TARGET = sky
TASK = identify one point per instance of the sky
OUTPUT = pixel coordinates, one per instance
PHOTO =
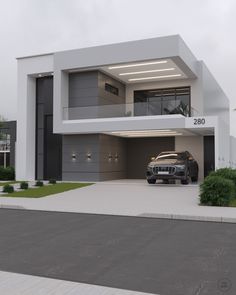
(38, 26)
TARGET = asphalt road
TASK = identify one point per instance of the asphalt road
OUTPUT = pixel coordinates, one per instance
(143, 254)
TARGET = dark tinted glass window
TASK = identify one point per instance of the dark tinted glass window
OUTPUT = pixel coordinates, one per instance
(162, 101)
(112, 89)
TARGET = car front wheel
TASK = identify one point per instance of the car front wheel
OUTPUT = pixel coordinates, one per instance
(186, 180)
(194, 179)
(151, 181)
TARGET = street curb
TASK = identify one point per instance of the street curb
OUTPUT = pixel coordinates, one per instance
(188, 217)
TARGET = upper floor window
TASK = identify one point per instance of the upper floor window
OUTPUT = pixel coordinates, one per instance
(165, 101)
(112, 89)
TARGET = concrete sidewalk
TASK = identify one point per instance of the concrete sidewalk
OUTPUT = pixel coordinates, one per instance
(19, 284)
(131, 198)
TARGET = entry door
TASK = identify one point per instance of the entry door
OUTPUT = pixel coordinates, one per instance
(52, 151)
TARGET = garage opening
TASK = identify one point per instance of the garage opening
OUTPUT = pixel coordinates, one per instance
(140, 151)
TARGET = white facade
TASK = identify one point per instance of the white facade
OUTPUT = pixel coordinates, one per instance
(208, 102)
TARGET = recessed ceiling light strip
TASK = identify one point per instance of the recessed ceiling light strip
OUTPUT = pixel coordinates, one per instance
(138, 65)
(156, 77)
(149, 71)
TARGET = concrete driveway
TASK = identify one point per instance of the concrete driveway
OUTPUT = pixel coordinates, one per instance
(131, 198)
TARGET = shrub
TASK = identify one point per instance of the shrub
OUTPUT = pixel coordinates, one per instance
(39, 183)
(216, 191)
(52, 181)
(24, 185)
(7, 173)
(227, 173)
(7, 188)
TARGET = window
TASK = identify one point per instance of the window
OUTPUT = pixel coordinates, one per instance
(162, 101)
(112, 89)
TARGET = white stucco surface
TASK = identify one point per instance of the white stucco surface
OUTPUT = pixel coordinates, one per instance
(131, 198)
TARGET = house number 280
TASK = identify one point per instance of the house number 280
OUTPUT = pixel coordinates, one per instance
(199, 121)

____________

• TASK TO COMPLETE
Rewrite all of the entries above as a two-column CSV with the columns text and coordinates, one row per entry. Put each entry's text and its answer in a single quoted field each, replace line breaks with spaces, and leave out the pictures.

• RESULT OF THE TASK
text,coordinates
"TARGET = sky TASK = identify one point per instance of the sky OUTPUT = pixel coordinates, one per instance PHOTO =","(38, 26)"
"TARGET = asphalt road TASK = identify one point per instance of the asphalt road OUTPUT = pixel coordinates, one per instance","(143, 254)"
"TARGET = dark tinted glass window TASK = identify one point per instance of the dark tinted glass window OUTPUT = pixel coordinates, one per instance","(162, 101) (112, 89)"
"TARGET = car front wheel TASK = identify one point per instance of the car front wheel OUTPUT = pixel coordinates, one per instance","(186, 180) (194, 179) (151, 181)"
"TARGET = street curb TASK = identify one point per instance of the street curb OUTPUT = pixel coordinates, one per instance","(188, 217)"
"TARGET = upper floor window TASK = identify one point per instance of the upper floor window OUTPUT = pixel coordinates, one per instance","(165, 101) (112, 89)"
"TARGET = concrete sidewalk TASK = identify one point per instance of the concrete sidewalk OUTPUT = pixel coordinates, one per instance","(19, 284) (131, 198)"
"TARGET = entry door TASK = identify one point per instance of the entry door OUTPUT = pixel coordinates, one per instance","(52, 151)"
"TARGET = garage opening TASK = identify one point per instance of the garage opening OUTPUT = pixel coordinates, one per instance","(140, 151)"
"TARGET = white facade TASK = identify one point per instance of the white facade OUTPUT = pixel coordinates, one per instance","(208, 102)"
"TARGET = recessed ceiling light strip TASK = identify one point per instance of the recessed ceiling light strip OUTPUT = pixel coordinates, one per instance","(138, 65) (156, 77) (149, 71)"
"TARGET = concrete driveway TASK = identify one point per instance of the concrete driveway OUTPUT = pixel coordinates, one per instance","(131, 198)"
"TARGET = shrub TASK = identify one point per instance of the shrub OUTPUT = pixel coordinates, one per instance","(39, 183) (216, 191) (52, 181) (24, 185) (7, 173) (227, 173) (7, 188)"
"TARGET = window TASK = identify one point per instance of the window OUTPUT = pixel coordinates, one per instance","(162, 101) (112, 89)"
"TARGET = white stucco surface TASK = identify one point per instance of the white stucco surface OUTPUT = pixel coordinates, one per instance","(131, 198)"
"TARGET = house number 280 TASK = identify one point per instance of the house number 280 OUTPUT = pixel coordinates, one per instance","(199, 121)"